Do this
Which lines in the data below contain the word "window"? Gather every such line.

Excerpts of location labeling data
[Start]

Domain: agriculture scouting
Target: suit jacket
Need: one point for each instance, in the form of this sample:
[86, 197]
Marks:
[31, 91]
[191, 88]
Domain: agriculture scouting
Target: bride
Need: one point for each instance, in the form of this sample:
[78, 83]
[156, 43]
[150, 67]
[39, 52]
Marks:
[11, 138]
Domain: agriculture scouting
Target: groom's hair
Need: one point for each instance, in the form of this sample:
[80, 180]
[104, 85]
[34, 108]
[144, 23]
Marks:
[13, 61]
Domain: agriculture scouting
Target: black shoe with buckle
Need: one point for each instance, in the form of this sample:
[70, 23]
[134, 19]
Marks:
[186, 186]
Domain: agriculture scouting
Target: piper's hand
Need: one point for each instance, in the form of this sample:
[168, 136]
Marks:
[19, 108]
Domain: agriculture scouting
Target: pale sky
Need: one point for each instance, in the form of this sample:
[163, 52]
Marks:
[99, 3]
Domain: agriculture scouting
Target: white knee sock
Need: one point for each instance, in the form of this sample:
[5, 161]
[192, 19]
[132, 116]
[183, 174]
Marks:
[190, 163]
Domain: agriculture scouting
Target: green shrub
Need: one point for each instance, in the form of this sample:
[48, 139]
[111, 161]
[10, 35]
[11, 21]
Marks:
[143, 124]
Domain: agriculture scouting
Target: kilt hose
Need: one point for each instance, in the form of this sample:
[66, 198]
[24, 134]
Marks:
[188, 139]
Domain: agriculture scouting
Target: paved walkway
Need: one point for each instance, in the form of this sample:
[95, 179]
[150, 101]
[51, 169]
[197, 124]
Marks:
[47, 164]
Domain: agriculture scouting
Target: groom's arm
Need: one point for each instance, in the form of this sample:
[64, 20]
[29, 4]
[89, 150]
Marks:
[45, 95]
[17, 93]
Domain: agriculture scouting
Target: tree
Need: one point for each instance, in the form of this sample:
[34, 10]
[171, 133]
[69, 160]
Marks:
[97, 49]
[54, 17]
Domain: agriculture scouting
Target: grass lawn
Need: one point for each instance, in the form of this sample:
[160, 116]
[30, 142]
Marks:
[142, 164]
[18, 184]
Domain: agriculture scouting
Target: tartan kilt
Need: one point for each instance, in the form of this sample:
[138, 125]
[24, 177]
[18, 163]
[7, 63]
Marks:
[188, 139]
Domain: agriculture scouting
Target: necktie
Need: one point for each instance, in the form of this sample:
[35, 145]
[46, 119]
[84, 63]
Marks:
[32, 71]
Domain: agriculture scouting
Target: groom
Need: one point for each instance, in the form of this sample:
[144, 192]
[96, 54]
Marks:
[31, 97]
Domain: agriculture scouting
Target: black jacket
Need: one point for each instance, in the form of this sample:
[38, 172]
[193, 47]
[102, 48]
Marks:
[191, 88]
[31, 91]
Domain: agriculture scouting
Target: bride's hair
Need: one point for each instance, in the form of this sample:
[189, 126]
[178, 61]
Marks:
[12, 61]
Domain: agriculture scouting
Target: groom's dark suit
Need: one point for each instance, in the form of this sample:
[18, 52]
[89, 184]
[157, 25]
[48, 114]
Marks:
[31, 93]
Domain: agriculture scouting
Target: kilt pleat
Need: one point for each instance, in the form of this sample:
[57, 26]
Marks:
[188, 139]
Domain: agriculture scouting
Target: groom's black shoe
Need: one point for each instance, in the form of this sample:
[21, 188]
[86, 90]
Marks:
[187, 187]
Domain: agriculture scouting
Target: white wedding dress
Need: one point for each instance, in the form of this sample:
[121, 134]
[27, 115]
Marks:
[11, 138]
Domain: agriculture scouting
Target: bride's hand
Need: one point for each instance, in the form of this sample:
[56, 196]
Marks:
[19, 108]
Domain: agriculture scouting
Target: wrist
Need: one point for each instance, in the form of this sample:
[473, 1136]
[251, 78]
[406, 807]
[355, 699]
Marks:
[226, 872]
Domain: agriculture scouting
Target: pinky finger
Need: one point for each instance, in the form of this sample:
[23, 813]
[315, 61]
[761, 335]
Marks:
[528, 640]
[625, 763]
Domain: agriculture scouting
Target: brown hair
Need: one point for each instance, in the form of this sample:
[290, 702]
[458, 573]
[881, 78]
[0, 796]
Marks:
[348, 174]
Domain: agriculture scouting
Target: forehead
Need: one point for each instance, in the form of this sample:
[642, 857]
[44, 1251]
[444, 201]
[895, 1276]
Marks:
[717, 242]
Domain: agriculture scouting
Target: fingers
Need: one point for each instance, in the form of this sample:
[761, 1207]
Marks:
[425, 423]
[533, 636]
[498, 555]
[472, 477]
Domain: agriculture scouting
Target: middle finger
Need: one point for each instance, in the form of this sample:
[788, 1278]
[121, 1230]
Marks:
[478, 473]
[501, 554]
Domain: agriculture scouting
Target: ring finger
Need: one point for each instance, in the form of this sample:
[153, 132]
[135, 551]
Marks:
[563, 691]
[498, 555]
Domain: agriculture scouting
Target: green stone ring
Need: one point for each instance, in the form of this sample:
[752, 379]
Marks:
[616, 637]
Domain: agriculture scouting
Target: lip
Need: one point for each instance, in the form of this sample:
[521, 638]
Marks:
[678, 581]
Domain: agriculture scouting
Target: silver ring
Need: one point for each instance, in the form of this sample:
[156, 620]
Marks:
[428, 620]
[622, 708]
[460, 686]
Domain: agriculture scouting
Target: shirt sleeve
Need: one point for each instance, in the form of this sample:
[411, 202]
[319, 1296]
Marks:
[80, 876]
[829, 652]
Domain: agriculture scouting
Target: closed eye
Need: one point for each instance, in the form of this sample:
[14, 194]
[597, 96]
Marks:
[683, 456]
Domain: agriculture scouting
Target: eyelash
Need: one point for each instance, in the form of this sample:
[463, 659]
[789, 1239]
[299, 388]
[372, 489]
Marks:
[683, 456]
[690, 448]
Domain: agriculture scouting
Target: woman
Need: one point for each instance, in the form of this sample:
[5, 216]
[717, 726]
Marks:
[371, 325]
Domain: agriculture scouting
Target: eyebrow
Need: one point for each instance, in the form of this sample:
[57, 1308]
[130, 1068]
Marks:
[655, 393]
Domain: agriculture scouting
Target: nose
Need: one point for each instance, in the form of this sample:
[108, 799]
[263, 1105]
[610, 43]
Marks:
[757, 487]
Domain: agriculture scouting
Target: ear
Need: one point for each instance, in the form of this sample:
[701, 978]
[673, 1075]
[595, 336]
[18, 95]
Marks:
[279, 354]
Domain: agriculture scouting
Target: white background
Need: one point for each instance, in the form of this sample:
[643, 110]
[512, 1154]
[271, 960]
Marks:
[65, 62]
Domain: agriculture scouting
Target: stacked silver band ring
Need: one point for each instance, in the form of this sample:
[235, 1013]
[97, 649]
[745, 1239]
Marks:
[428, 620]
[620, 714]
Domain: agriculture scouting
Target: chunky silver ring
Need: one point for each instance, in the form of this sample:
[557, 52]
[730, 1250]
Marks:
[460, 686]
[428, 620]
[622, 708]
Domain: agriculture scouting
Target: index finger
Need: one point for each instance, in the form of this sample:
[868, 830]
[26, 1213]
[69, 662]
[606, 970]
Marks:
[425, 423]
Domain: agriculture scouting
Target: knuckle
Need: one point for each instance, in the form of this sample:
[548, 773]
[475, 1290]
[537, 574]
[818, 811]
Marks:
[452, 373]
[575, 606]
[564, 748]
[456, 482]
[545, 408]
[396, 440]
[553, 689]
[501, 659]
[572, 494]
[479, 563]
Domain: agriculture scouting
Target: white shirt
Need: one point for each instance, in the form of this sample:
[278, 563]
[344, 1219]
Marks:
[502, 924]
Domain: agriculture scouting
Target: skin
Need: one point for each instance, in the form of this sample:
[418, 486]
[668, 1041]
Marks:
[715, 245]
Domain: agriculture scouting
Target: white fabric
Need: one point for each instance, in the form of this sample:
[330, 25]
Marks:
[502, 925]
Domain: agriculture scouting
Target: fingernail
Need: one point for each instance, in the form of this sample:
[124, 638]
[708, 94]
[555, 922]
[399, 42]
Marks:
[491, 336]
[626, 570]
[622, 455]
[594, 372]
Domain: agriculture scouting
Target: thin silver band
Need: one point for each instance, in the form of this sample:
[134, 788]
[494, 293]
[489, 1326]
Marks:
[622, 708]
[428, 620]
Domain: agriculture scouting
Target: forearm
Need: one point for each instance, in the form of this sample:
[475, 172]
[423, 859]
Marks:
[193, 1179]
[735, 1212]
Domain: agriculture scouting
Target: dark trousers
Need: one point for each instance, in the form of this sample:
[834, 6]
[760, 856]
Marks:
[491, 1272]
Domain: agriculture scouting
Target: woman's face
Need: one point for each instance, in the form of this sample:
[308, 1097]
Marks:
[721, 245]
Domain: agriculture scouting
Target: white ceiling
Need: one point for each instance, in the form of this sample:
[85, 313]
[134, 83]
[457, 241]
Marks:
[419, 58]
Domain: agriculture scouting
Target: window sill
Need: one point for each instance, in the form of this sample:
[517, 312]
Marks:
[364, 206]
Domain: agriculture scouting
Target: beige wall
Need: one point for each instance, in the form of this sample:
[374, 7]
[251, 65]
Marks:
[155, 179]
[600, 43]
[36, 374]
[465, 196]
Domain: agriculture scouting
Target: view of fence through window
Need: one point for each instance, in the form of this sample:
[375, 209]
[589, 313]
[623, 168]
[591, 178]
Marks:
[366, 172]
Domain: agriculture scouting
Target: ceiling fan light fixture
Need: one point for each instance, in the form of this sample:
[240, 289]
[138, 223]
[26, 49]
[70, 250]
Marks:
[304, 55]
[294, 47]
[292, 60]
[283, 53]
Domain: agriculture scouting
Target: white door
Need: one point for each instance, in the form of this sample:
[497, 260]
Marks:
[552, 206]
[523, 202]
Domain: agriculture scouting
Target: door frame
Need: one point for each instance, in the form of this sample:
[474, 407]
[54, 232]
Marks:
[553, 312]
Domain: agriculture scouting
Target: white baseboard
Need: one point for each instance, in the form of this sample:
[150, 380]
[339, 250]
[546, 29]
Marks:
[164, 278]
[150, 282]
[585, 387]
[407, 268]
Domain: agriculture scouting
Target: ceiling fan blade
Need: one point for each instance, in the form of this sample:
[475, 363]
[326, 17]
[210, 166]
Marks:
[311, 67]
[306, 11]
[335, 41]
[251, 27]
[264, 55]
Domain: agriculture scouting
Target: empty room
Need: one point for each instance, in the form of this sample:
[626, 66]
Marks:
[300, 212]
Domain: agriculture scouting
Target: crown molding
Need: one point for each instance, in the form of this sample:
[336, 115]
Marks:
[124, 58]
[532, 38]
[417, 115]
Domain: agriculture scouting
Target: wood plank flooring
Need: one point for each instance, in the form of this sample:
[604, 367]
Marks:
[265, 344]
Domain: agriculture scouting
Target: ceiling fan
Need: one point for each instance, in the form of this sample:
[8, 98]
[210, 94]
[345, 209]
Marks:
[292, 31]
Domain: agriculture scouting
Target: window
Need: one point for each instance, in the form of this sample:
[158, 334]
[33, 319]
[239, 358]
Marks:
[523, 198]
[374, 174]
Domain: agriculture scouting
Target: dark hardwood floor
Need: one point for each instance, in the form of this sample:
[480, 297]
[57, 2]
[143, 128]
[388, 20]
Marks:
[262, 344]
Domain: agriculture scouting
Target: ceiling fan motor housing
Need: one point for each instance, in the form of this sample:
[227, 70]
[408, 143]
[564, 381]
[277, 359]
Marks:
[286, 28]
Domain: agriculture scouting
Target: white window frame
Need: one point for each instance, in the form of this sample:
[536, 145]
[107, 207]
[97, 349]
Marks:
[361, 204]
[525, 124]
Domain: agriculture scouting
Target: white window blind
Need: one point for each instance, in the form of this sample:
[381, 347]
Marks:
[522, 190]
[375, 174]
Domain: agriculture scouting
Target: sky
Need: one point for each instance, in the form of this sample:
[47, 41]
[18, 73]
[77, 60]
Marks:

[End]

Exercise answer
Target: window sill
Target: view of fence through window
Target: window
Target: white window frame
Target: white window blind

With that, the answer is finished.